Input =
===

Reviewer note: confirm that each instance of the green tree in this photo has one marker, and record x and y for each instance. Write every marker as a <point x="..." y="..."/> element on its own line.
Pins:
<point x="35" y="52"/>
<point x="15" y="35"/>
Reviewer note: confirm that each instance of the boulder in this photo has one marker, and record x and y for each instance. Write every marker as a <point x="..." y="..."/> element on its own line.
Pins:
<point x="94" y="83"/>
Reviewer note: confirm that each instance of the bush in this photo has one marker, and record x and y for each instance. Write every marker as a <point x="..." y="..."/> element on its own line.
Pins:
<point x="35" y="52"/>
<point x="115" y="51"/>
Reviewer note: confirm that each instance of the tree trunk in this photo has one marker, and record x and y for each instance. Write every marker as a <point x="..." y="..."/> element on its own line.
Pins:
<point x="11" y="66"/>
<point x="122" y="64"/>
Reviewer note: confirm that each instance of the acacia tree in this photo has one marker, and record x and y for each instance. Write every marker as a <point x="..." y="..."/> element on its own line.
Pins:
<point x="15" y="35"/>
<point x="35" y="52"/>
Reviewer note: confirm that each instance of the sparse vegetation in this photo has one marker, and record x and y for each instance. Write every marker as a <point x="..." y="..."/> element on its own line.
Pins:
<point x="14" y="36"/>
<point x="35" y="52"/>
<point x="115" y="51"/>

===

Work required =
Write down the full listing again, exactly.

Answer to the exercise =
Reviewer note: confirm that each instance of the green tree in this photo has one marker, and record x and y for each instance. Write every marker as a <point x="..." y="..."/> element on its own line.
Pins:
<point x="35" y="52"/>
<point x="15" y="35"/>
Reviewer note: confirm that each instance of the boulder in this photo has one marker, and record x and y for each instance. Write every marker as a <point x="..." y="..."/> element on its own line.
Pins:
<point x="94" y="83"/>
Reviewer note: confirm that each instance of the bush in this photo has one marker, and record x and y for each instance. Write every marker as a <point x="..." y="..."/> element on its own line.
Pins:
<point x="35" y="52"/>
<point x="115" y="51"/>
Reviewer note: confirm that each instance of the tree trunk in this photo has one marker, and record x and y for each instance. Write every marker as a <point x="..." y="..."/> element on its own line.
Pins:
<point x="11" y="66"/>
<point x="122" y="64"/>
Reviewer note: confirm that each instance of the acacia tree in this photo has one marker, and record x and y for each instance. Write every marker as a <point x="..." y="..."/> element on its own line.
Pins:
<point x="15" y="35"/>
<point x="35" y="52"/>
Reviewer note: confirm that each instance of the sparse vegetation in this photo has one marker, and record x and y for each instance. Write every marker as a <point x="..." y="..."/> element on its own line.
Pins:
<point x="14" y="36"/>
<point x="35" y="52"/>
<point x="115" y="51"/>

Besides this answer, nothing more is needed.